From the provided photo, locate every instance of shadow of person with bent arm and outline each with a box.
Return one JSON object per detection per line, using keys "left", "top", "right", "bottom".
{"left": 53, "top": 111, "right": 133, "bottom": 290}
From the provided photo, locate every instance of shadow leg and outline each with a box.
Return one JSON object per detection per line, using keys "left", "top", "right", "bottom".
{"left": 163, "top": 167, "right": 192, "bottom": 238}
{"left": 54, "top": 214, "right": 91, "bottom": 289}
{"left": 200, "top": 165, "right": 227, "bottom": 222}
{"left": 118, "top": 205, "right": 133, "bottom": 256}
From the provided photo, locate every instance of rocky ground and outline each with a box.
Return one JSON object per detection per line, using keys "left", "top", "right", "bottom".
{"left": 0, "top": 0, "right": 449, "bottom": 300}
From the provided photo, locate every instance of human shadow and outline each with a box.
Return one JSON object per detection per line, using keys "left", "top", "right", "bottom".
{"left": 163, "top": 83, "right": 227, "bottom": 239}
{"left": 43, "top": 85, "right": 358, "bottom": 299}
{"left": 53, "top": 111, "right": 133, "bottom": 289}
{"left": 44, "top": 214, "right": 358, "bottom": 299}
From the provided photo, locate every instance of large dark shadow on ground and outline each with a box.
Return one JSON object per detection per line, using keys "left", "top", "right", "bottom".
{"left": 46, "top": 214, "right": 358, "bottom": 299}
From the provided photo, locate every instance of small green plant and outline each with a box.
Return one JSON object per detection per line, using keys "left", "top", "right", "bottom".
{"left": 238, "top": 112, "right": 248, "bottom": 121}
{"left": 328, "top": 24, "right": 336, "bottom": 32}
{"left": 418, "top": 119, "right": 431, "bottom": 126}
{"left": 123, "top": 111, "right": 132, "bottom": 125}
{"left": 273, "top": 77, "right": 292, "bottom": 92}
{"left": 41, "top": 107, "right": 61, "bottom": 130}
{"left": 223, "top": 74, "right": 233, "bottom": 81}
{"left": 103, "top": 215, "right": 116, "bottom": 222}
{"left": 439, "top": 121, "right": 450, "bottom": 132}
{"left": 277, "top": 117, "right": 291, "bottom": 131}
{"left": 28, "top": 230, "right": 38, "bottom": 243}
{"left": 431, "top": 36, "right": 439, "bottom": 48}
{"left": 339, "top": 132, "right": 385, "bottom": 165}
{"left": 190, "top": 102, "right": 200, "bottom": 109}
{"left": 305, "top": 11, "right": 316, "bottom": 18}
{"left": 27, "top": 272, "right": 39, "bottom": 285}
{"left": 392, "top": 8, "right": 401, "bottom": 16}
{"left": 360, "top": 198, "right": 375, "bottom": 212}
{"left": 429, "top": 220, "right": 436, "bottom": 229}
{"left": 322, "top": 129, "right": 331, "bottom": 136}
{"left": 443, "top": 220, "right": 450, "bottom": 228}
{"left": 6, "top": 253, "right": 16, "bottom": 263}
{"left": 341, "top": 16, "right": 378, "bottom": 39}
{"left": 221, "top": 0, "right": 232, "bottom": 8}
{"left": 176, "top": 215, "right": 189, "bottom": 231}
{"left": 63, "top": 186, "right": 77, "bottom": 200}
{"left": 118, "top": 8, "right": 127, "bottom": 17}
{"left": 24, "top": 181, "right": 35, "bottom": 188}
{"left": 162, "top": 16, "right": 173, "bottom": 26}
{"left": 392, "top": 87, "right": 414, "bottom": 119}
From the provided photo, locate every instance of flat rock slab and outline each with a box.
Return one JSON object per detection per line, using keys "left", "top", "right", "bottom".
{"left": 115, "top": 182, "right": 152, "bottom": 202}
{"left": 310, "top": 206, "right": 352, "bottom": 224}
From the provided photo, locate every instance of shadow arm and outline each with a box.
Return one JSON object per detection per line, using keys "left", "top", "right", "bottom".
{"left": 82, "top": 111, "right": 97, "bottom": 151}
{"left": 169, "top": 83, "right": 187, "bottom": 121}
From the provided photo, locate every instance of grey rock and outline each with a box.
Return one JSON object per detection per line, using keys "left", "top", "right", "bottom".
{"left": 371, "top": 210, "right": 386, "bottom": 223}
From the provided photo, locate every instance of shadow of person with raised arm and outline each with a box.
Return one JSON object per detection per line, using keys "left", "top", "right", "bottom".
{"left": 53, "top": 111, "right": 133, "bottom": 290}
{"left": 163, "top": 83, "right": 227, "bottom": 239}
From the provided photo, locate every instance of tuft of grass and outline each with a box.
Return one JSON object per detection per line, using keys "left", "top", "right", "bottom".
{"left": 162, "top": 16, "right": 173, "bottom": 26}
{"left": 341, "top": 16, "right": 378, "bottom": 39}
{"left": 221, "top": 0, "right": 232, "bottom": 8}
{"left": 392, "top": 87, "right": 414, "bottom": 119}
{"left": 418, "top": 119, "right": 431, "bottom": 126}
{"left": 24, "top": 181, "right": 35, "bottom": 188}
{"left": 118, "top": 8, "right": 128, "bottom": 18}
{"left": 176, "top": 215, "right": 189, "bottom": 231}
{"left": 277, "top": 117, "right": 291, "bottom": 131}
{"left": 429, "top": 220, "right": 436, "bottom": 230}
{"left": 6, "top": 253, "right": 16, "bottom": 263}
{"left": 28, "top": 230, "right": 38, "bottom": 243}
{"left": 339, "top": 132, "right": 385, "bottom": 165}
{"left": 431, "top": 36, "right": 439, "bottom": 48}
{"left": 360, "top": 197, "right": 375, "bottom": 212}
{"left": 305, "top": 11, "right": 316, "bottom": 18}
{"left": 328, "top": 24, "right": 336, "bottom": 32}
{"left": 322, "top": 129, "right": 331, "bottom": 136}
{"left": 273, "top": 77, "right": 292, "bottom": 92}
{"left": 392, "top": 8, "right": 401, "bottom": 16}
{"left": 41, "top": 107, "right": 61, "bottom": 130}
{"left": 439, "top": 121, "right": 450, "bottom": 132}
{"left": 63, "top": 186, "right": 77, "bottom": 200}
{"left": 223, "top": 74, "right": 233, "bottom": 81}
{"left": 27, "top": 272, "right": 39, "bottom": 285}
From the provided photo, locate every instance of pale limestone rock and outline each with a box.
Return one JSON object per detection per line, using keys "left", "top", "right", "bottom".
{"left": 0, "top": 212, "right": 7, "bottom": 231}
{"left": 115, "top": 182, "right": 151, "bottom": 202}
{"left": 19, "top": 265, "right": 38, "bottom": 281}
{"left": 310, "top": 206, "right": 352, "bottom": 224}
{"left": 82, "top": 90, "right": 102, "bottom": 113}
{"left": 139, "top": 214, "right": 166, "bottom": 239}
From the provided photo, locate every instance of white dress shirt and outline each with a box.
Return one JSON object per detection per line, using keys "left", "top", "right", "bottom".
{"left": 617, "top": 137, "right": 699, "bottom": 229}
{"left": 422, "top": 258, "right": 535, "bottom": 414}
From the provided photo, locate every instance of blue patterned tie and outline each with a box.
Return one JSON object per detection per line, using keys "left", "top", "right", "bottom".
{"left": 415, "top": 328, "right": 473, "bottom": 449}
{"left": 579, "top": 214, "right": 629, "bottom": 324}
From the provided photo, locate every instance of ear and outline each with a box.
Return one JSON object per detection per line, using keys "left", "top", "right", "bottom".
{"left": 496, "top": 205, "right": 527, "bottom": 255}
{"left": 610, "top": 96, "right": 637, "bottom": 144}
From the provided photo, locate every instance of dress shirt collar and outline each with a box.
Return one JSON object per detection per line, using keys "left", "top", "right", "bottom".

REQUIRED WORK — Report how many lines in the listing above contain the string "dress", giving the number alone.

ANSWER TO THIS PROBLEM — 2